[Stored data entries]
--- --- ---

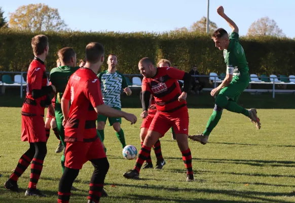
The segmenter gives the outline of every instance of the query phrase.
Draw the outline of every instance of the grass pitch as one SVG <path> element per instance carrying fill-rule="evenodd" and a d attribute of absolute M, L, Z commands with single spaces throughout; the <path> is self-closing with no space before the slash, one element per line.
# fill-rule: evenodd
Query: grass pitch
<path fill-rule="evenodd" d="M 139 115 L 140 109 L 124 109 Z M 210 109 L 190 109 L 190 133 L 202 131 Z M 166 164 L 162 170 L 143 170 L 139 180 L 127 180 L 123 174 L 135 161 L 123 158 L 122 149 L 112 127 L 106 125 L 105 145 L 110 168 L 105 179 L 109 197 L 101 202 L 294 202 L 295 197 L 294 110 L 258 109 L 262 128 L 256 130 L 241 114 L 224 111 L 223 117 L 202 145 L 190 141 L 196 181 L 188 183 L 186 169 L 176 142 L 168 132 L 161 139 Z M 19 193 L 4 189 L 28 144 L 20 141 L 20 108 L 0 108 L 0 202 L 56 202 L 61 177 L 61 154 L 54 152 L 58 141 L 51 131 L 48 153 L 38 188 L 46 197 L 25 197 L 29 169 L 19 179 Z M 131 125 L 123 121 L 127 144 L 139 151 L 141 120 Z M 152 158 L 156 164 L 155 153 Z M 70 202 L 86 202 L 93 167 L 87 163 L 73 184 Z"/>

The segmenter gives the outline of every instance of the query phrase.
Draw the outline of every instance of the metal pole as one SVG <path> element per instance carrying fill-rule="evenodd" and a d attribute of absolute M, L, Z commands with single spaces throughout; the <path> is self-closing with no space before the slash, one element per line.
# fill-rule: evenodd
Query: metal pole
<path fill-rule="evenodd" d="M 206 28 L 206 33 L 209 33 L 209 1 L 207 0 L 207 26 Z"/>
<path fill-rule="evenodd" d="M 22 76 L 23 73 L 21 74 L 21 78 L 20 79 L 20 97 L 22 98 Z"/>
<path fill-rule="evenodd" d="M 275 98 L 275 79 L 273 79 L 273 98 Z"/>

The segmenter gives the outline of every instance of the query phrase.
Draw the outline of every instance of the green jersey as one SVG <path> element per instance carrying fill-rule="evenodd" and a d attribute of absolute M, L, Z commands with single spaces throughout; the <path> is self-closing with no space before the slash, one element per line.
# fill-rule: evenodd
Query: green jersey
<path fill-rule="evenodd" d="M 55 114 L 62 116 L 60 100 L 65 90 L 67 82 L 70 76 L 80 68 L 79 66 L 71 67 L 67 65 L 52 69 L 50 72 L 50 80 L 55 86 Z"/>
<path fill-rule="evenodd" d="M 249 67 L 244 49 L 239 42 L 239 34 L 235 32 L 232 32 L 229 37 L 230 44 L 227 50 L 224 50 L 225 61 L 229 72 L 233 69 L 233 76 L 239 75 L 240 74 L 248 73 Z M 233 69 L 229 69 L 229 68 Z M 227 73 L 232 74 L 232 73 Z"/>
<path fill-rule="evenodd" d="M 110 107 L 121 108 L 121 89 L 128 86 L 125 77 L 117 71 L 112 74 L 107 70 L 100 73 L 97 77 L 100 81 L 104 104 Z"/>

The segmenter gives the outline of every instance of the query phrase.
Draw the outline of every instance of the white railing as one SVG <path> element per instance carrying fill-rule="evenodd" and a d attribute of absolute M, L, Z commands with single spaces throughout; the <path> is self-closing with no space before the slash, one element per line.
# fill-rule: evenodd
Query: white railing
<path fill-rule="evenodd" d="M 23 87 L 24 86 L 24 85 L 26 84 L 26 81 L 23 81 L 23 75 L 24 74 L 26 74 L 27 72 L 0 72 L 0 74 L 8 74 L 10 75 L 16 75 L 19 74 L 21 75 L 21 83 L 20 84 L 18 84 L 17 85 L 11 84 L 11 85 L 7 85 L 5 84 L 4 83 L 2 82 L 1 85 L 2 86 L 20 86 L 20 97 L 22 98 L 23 97 Z M 49 75 L 49 73 L 47 73 L 48 75 Z M 125 76 L 131 76 L 131 77 L 142 77 L 142 76 L 141 74 L 124 74 Z M 220 76 L 207 76 L 207 75 L 198 75 L 198 76 L 192 76 L 194 77 L 205 77 L 205 78 L 214 78 L 214 88 L 216 88 L 217 87 L 217 83 L 219 83 L 222 82 L 223 80 L 216 80 L 217 78 L 219 78 Z M 285 83 L 283 82 L 280 82 L 279 83 L 275 82 L 275 79 L 274 78 L 271 78 L 269 77 L 251 77 L 251 78 L 268 78 L 270 79 L 271 81 L 270 82 L 250 82 L 250 84 L 272 84 L 273 88 L 272 90 L 268 90 L 268 89 L 246 89 L 244 90 L 245 92 L 272 92 L 273 94 L 273 98 L 275 98 L 275 92 L 282 92 L 282 93 L 295 93 L 295 89 L 294 90 L 276 90 L 275 89 L 275 85 L 276 84 L 282 84 L 282 85 L 295 85 L 294 83 Z M 283 78 L 283 79 L 289 79 L 289 78 Z M 212 89 L 213 88 L 204 88 L 204 90 L 210 90 Z"/>

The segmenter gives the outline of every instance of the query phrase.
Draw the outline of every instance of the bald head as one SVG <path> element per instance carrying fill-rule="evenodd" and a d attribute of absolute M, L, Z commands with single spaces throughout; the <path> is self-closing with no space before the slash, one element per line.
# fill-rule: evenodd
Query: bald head
<path fill-rule="evenodd" d="M 154 62 L 149 58 L 142 58 L 138 62 L 138 69 L 140 74 L 146 78 L 152 78 L 157 73 L 157 68 L 154 65 Z"/>

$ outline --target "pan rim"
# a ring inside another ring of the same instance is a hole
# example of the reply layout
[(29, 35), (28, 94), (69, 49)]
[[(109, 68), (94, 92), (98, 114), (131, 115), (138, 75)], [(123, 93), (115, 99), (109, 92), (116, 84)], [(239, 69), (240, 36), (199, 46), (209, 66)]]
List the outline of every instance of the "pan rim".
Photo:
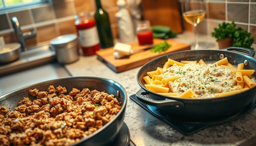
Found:
[(97, 130), (95, 132), (94, 132), (93, 133), (89, 135), (88, 137), (86, 138), (83, 138), (81, 139), (79, 141), (75, 143), (73, 143), (70, 145), (74, 145), (79, 144), (81, 142), (82, 142), (83, 141), (89, 139), (90, 138), (91, 138), (94, 136), (95, 136), (95, 135), (96, 135), (98, 133), (99, 133), (101, 131), (102, 131), (104, 129), (105, 129), (107, 127), (108, 127), (111, 124), (113, 123), (114, 121), (118, 117), (119, 117), (119, 116), (121, 115), (123, 111), (126, 108), (126, 105), (127, 103), (127, 93), (126, 92), (126, 91), (125, 90), (125, 89), (123, 86), (122, 85), (121, 85), (118, 82), (109, 79), (105, 78), (104, 78), (103, 77), (94, 77), (92, 76), (73, 76), (71, 77), (62, 77), (61, 78), (58, 78), (54, 79), (53, 80), (49, 80), (47, 81), (45, 81), (44, 82), (42, 82), (40, 83), (36, 83), (36, 84), (34, 84), (32, 85), (29, 85), (28, 86), (27, 86), (25, 87), (23, 87), (19, 89), (15, 90), (12, 91), (8, 93), (4, 94), (3, 95), (0, 96), (0, 101), (3, 98), (6, 97), (8, 95), (9, 95), (11, 94), (12, 93), (14, 92), (18, 91), (19, 90), (22, 90), (24, 89), (25, 88), (28, 88), (29, 87), (32, 87), (34, 86), (39, 86), (40, 85), (41, 85), (43, 84), (46, 84), (50, 82), (56, 82), (58, 81), (63, 81), (65, 80), (70, 80), (72, 79), (94, 79), (97, 80), (99, 80), (102, 81), (104, 81), (105, 82), (107, 82), (109, 83), (111, 83), (114, 84), (115, 86), (117, 86), (118, 87), (119, 87), (119, 88), (121, 88), (122, 90), (122, 91), (119, 91), (119, 92), (123, 92), (124, 93), (124, 102), (123, 103), (122, 107), (121, 107), (121, 109), (120, 109), (120, 110), (119, 111), (117, 114), (113, 119), (111, 119), (110, 121), (108, 122), (106, 124), (105, 124), (105, 125), (103, 126), (102, 127), (100, 128), (99, 129)]
[(232, 94), (230, 95), (228, 95), (227, 96), (222, 96), (222, 97), (212, 97), (211, 98), (201, 98), (201, 99), (196, 99), (196, 98), (180, 98), (179, 97), (170, 97), (169, 96), (165, 96), (164, 95), (160, 95), (159, 94), (158, 94), (157, 93), (156, 93), (154, 92), (152, 92), (151, 91), (150, 91), (148, 89), (147, 89), (145, 88), (143, 86), (139, 80), (139, 73), (140, 73), (141, 71), (142, 70), (142, 69), (143, 68), (144, 68), (145, 67), (145, 66), (147, 66), (148, 64), (150, 63), (151, 63), (152, 62), (153, 62), (154, 61), (155, 61), (156, 60), (159, 59), (160, 58), (164, 58), (167, 56), (169, 55), (173, 55), (175, 54), (178, 54), (180, 53), (185, 53), (186, 52), (196, 52), (196, 51), (206, 51), (208, 52), (209, 51), (213, 51), (214, 52), (228, 52), (229, 53), (234, 53), (234, 54), (236, 53), (239, 53), (240, 55), (243, 55), (244, 56), (246, 56), (247, 57), (249, 58), (250, 58), (251, 59), (253, 60), (256, 60), (256, 59), (251, 56), (248, 55), (246, 54), (243, 54), (242, 53), (241, 53), (239, 52), (234, 52), (233, 51), (228, 51), (227, 50), (216, 50), (216, 49), (212, 49), (212, 50), (188, 50), (186, 51), (181, 51), (180, 52), (176, 52), (175, 53), (170, 53), (170, 54), (166, 54), (160, 57), (159, 57), (155, 58), (152, 60), (151, 60), (148, 62), (147, 62), (146, 63), (144, 64), (143, 66), (141, 67), (140, 69), (140, 70), (137, 73), (137, 82), (138, 82), (138, 83), (139, 84), (139, 85), (145, 91), (149, 92), (151, 94), (152, 94), (153, 95), (155, 96), (156, 96), (158, 97), (160, 97), (162, 98), (168, 98), (170, 99), (173, 99), (175, 100), (184, 100), (185, 101), (201, 101), (201, 100), (218, 100), (219, 99), (222, 99), (223, 98), (228, 98), (231, 97), (232, 96), (236, 96), (237, 95), (239, 95), (241, 93), (245, 93), (247, 92), (247, 93), (249, 93), (248, 92), (249, 91), (251, 91), (255, 89), (256, 88), (256, 86), (252, 87), (252, 88), (249, 88), (249, 89), (245, 91), (243, 91), (241, 92), (240, 92), (239, 93), (235, 94)]

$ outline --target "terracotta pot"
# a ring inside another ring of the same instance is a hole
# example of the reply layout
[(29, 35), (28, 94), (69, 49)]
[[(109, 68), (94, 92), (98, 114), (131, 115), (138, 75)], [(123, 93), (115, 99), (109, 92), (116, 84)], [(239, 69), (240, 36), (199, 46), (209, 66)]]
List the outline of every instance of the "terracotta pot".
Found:
[(218, 42), (219, 49), (221, 49), (229, 47), (231, 47), (233, 43), (232, 38), (226, 38), (224, 40), (221, 40)]

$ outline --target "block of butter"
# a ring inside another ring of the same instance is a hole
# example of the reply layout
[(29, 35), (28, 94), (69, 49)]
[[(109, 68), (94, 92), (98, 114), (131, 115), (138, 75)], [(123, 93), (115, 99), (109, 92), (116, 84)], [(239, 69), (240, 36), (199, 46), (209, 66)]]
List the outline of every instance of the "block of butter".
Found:
[(130, 45), (117, 42), (114, 47), (114, 52), (125, 55), (129, 55), (131, 54), (132, 46)]

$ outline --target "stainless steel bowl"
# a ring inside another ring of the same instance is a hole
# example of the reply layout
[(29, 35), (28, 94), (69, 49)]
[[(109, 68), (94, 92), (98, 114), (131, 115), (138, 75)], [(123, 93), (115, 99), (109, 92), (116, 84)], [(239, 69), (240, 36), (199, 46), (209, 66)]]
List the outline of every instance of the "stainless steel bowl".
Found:
[[(0, 64), (8, 63), (16, 60), (19, 58), (21, 51), (21, 45), (18, 43), (11, 43), (0, 46)], [(4, 48), (8, 50), (1, 53)]]

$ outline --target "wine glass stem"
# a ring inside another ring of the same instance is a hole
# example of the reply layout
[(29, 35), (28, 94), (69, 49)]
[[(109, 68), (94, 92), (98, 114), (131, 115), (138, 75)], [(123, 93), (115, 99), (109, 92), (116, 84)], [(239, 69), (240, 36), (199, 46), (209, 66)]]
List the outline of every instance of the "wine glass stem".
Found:
[(193, 28), (194, 29), (194, 32), (195, 32), (195, 45), (196, 47), (196, 49), (199, 46), (199, 44), (198, 44), (198, 40), (197, 39), (197, 34), (196, 31), (196, 24), (195, 24), (193, 25)]

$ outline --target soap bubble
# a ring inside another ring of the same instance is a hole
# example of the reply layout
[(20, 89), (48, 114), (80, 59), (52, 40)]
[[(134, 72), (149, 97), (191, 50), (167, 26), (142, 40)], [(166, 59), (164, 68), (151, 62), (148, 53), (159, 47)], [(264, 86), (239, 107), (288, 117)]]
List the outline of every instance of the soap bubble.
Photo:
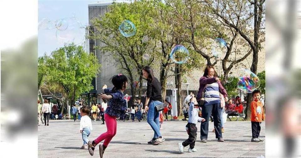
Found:
[(119, 31), (126, 37), (134, 36), (136, 34), (136, 27), (135, 25), (129, 20), (126, 20), (119, 26)]
[(45, 18), (39, 23), (39, 25), (38, 26), (39, 29), (51, 30), (53, 29), (54, 28), (53, 24), (51, 21)]
[(147, 36), (144, 36), (142, 38), (142, 43), (146, 43), (148, 41), (149, 38)]
[(242, 69), (239, 70), (237, 88), (245, 92), (252, 93), (260, 86), (259, 79), (250, 70)]
[(189, 52), (185, 47), (182, 45), (177, 45), (172, 48), (169, 56), (170, 59), (175, 63), (182, 64), (188, 60)]
[(64, 19), (59, 19), (55, 22), (55, 27), (58, 30), (64, 31), (68, 28), (68, 22)]
[(227, 43), (223, 39), (218, 38), (214, 40), (211, 46), (211, 52), (215, 58), (219, 58), (223, 52), (227, 51)]
[(143, 59), (147, 60), (149, 59), (149, 55), (147, 53), (144, 54), (143, 54), (143, 56), (142, 56), (142, 58), (143, 58)]
[(225, 81), (227, 83), (230, 83), (233, 80), (234, 76), (232, 74), (228, 74), (225, 76)]
[[(56, 30), (56, 39), (60, 43), (70, 43), (74, 42), (75, 44), (82, 43), (85, 39), (85, 30), (81, 23), (75, 17), (65, 18), (62, 21), (62, 25), (60, 29)], [(63, 30), (66, 27), (66, 23), (68, 23), (66, 29)], [(64, 26), (63, 27), (62, 27)]]

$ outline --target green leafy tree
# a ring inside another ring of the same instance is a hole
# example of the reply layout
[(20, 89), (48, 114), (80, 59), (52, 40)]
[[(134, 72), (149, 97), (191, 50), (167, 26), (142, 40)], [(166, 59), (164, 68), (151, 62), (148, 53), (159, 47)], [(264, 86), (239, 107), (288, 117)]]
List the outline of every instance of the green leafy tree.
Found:
[[(265, 0), (204, 0), (199, 2), (215, 14), (219, 21), (237, 32), (248, 43), (253, 53), (250, 69), (256, 74), (258, 52), (263, 48), (261, 43), (265, 40)], [(244, 13), (241, 14), (240, 13)], [(240, 19), (241, 22), (237, 23), (238, 19)], [(250, 118), (252, 98), (252, 94), (248, 94), (246, 114), (248, 120)]]
[[(91, 81), (100, 66), (96, 57), (89, 55), (81, 46), (66, 45), (38, 60), (38, 75), (43, 73), (42, 86), (49, 92), (61, 93), (71, 104), (83, 93), (93, 89)], [(53, 94), (55, 96), (55, 93)], [(62, 100), (63, 101), (63, 100)], [(62, 109), (61, 113), (63, 112)]]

--- --- ---

* _Problem to solve_
Extract from the records above every line that contains the string "tree". Matching is case-sensitive.

* _Task solution_
$ outline --target green leafy tree
List the outline of every instance of the green leafy tree.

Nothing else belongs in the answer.